PROVIDED TEXT:
::::
Vice President Kamala Harris’s campaign released a TV advertisement on Saturday reminding voters that former President Donald J. Trump has taken credit for helping overturn Roe v. Wade, and targeting the growing share of voters who say that abortion is their top issue.

The new 30-second ad will appear on broadcast and cable networks in seven swing states — Arizona, Georgia, Michigan, Nevada, North Carolina, Pennsylvania, Wisconsin — and in Nebraska’s competitive Second Congressional District, the campaign said. It is part of a broader $370 million advertising blitz by the Harris campaign, which said it had not determined how much it would spend to broadcast the abortion spot.

Over ominous music, the ad opens with a clip of Mr. Trump saying in 2016 that “there has to be some form of punishment” for women who seek abortions. It then shows him saying this year that for “years, they were trying to get Roe v. Wade terminated and I did it, and I’m proud to have done it.”

The narrator then says that Mr. Trump “wants to go further, with plans to restrict birth control, ban abortion nationwide, even monitor women’s pregnancies.”

Mr. Trump’s 2016 statement about “punishment,” made in a forum with Chris Matthews of MSNBC, was almost immediately seen as a gaffe from a candidate new to politics, and Mr. Trump reversed himself within hours.

But he has repeatedly expressed pride in appointing three Supreme Court justices who voted in 2022 to overturn Roe v. Wade, eliminating the constitutional right to abortion and leading to bans or restrictions in 22 states.
::::
TASK STATEMENT: Copy the passage from the article on the Harris abortion ad word for word, starting at "The narrator then" and ending at "himself within hours.". The material after this article comes from an unrelated source.

GIVEN RECORDS:
::::
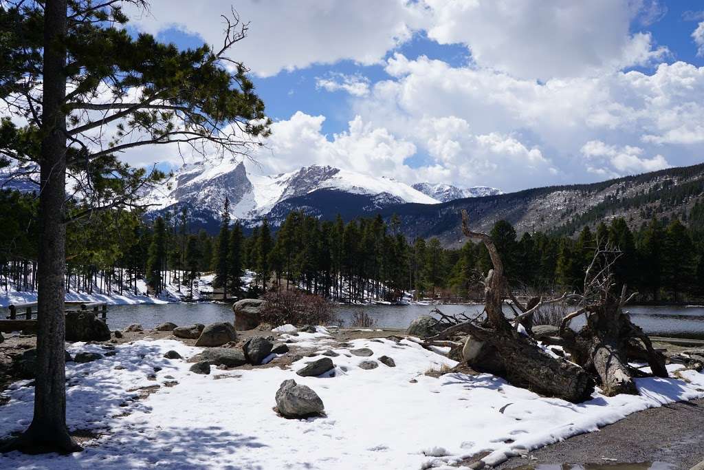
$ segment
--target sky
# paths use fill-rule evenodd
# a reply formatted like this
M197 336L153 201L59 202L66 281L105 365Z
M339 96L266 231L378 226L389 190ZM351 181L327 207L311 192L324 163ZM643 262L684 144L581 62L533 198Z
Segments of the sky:
M153 0L130 27L218 45L231 8L274 121L261 173L513 191L704 161L702 0Z

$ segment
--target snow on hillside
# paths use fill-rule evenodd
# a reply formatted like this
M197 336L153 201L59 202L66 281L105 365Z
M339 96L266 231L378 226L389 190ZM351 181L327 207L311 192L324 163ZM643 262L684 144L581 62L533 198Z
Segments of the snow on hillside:
M156 209L181 203L217 214L227 196L232 217L253 218L265 215L278 202L321 189L371 196L384 194L389 196L386 199L395 202L439 202L391 178L315 165L290 173L262 175L256 168L249 168L237 159L184 165L166 185L145 194L144 201L155 204Z
M458 187L444 183L417 183L413 185L413 187L441 202L447 202L465 197L483 197L503 194L501 190L488 186Z

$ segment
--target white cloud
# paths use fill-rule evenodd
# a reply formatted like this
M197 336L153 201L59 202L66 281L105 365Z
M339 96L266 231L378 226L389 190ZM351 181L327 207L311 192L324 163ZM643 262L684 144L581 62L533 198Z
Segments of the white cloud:
M704 21L700 23L692 32L692 39L697 45L697 56L704 57Z
M325 77L315 78L315 87L328 92L344 91L354 97L369 94L369 79L359 74L329 73Z
M461 43L474 63L522 78L597 75L657 61L667 52L631 21L654 20L653 2L615 0L425 0L428 36ZM647 19L646 19L647 18Z
M582 153L591 162L601 164L602 166L595 167L589 164L589 169L597 174L627 174L633 173L643 173L655 171L670 166L667 161L662 155L655 155L652 158L643 156L643 149L631 145L618 147L609 145L601 140L590 140L582 147ZM615 170L611 171L610 166ZM620 173L616 173L620 172Z

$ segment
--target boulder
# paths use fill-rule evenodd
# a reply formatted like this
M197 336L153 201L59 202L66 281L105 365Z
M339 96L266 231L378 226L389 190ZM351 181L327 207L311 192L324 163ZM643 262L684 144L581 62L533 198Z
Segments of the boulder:
M442 331L443 327L437 324L437 320L429 315L421 315L410 322L406 333L409 336L427 338Z
M296 381L284 381L276 392L276 407L287 418L318 416L325 410L322 400L310 387L299 385Z
M225 367L237 367L247 364L244 352L241 350L228 347L213 347L206 350L199 354L196 354L188 359L189 362L205 361L211 366L225 366Z
M176 323L172 323L170 321L167 321L165 323L161 323L161 325L158 326L154 329L156 330L157 331L173 331L174 328L178 328L178 326Z
M254 336L247 340L242 350L247 361L253 366L258 366L264 358L271 354L272 347L271 341L265 338Z
M237 332L234 330L232 324L227 321L218 321L203 328L196 342L196 346L222 346L226 342L237 340Z
M318 377L334 368L335 364L332 363L332 359L329 357L323 357L308 364L296 373L301 377Z
M382 356L379 358L379 361L383 364L384 366L388 366L389 367L396 367L396 361L393 358L389 356Z
M99 354L97 352L81 352L76 354L73 360L79 364L85 364L86 362L92 362L93 361L101 359L103 359L103 354Z
M234 312L234 329L253 330L260 323L259 313L266 304L266 300L260 299L243 299L234 302L232 311Z
M107 341L110 328L92 311L66 312L66 341Z
M362 357L369 357L374 354L374 351L368 347L362 347L358 350L350 350L350 354L354 354L355 356L360 356Z
M68 351L64 351L66 362L73 360ZM37 374L37 350L27 350L21 354L12 358L12 369L21 378L34 378Z
M122 328L122 333L137 333L142 330L142 325L139 323L132 323Z
M171 350L170 351L167 351L164 354L164 357L165 357L168 359L183 359L183 356L182 356L181 354L180 354L177 352L174 351L173 350Z
M191 369L188 370L194 373L207 375L210 373L210 364L208 361L201 361L191 366Z
M187 325L185 326L175 328L172 333L173 333L174 336L176 338L196 340L201 335L201 332L203 331L203 328L204 328L206 327L201 323L195 323L194 325Z
M275 354L283 354L289 352L289 345L284 342L277 342L271 348L271 352Z

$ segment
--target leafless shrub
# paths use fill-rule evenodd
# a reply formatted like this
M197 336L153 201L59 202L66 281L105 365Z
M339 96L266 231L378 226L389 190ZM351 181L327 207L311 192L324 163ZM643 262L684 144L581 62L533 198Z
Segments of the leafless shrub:
M352 328L369 328L374 326L376 320L367 315L364 310L356 311L350 320L350 326Z
M320 295L296 290L272 290L264 299L267 303L260 313L262 322L301 326L329 325L335 321L332 304Z

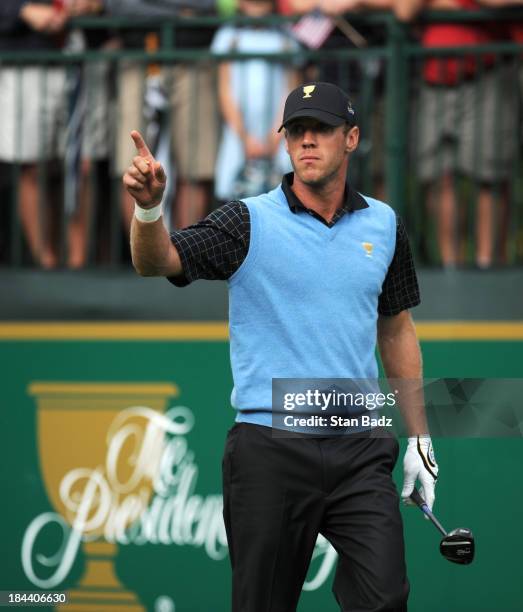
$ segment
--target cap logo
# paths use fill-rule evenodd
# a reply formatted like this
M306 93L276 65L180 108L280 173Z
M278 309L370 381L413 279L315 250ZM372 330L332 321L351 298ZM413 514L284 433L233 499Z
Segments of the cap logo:
M303 88L303 93L305 94L303 98L311 98L311 93L316 89L316 85L305 85Z

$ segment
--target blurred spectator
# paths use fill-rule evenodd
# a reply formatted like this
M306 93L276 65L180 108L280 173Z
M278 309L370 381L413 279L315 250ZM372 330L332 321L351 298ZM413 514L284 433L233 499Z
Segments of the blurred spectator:
M102 0L67 0L70 17L101 15ZM103 29L78 29L69 33L69 50L108 50L116 46ZM85 265L94 217L100 163L107 160L111 145L110 63L86 61L68 70L69 122L65 145L65 208L68 219L70 268ZM77 167L75 167L77 166Z
M422 9L477 10L481 4L489 3L396 0L395 11L399 19L410 21ZM423 27L421 43L473 46L502 38L497 23L433 23ZM442 263L453 267L462 260L456 240L456 175L461 174L478 183L475 259L478 267L488 268L493 262L496 195L502 226L508 214L517 125L514 66L492 54L430 58L423 66L417 102L414 159L429 206L436 210Z
M109 14L128 17L175 17L212 14L215 0L105 0ZM215 28L177 27L177 48L208 49ZM136 33L133 33L136 36ZM124 37L126 48L136 40ZM144 37L141 46L144 48ZM176 225L185 227L205 216L216 159L218 108L213 67L207 62L164 66L164 86L172 107L172 145L176 176ZM118 82L116 171L123 174L134 156L129 135L140 129L145 69L136 62L122 62ZM171 173L172 174L172 173ZM124 217L130 226L134 203L125 190Z
M272 0L240 0L247 17L263 17L274 10ZM216 32L214 53L284 53L297 43L280 28L264 25L225 25ZM239 60L218 67L218 95L224 118L216 160L215 193L220 200L248 197L267 191L289 172L290 162L278 133L283 104L297 85L294 70L282 62Z
M59 48L67 14L52 0L3 0L0 50ZM63 128L65 72L56 64L9 64L0 67L0 161L22 164L19 202L22 227L33 259L44 268L57 264L49 202L39 190L38 163L59 154Z

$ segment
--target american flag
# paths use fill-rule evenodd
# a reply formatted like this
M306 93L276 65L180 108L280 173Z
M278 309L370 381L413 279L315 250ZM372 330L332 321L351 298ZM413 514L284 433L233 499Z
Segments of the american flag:
M299 19L291 27L291 31L294 37L309 49L319 49L335 27L333 19L316 10Z

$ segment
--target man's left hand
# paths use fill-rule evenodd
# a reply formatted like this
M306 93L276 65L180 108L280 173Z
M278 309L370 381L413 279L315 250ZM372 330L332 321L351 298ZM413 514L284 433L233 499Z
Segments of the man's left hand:
M432 510L434 505L434 487L438 479L438 464L434 458L434 450L430 436L413 436L409 438L407 451L403 458L403 490L401 498L408 505L413 505L410 494L414 490L416 480L421 483L420 494Z

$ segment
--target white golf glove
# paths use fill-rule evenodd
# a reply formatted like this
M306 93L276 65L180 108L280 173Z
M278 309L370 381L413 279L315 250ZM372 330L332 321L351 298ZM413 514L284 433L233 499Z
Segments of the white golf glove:
M420 495L432 510L434 505L434 487L438 479L438 464L434 458L430 436L413 436L409 438L405 457L403 457L403 490L401 498L407 505L414 505L410 500L416 480L421 483ZM427 517L425 517L427 518Z

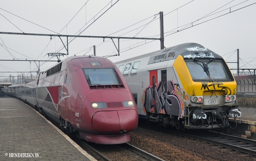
::::
EXERCISE OUTPUT:
The narrator then says that Mr. Trump “wants to go further, with plans to restrict birth control, ban abortion nationwide, even monitor women’s pregnancies.”

Mr. Trump’s 2016 statement about “punishment,” made in a forum with Chris Matthews of MSNBC, was almost immediately seen as a gaffe from a candidate new to politics, and Mr. Trump reversed himself within hours.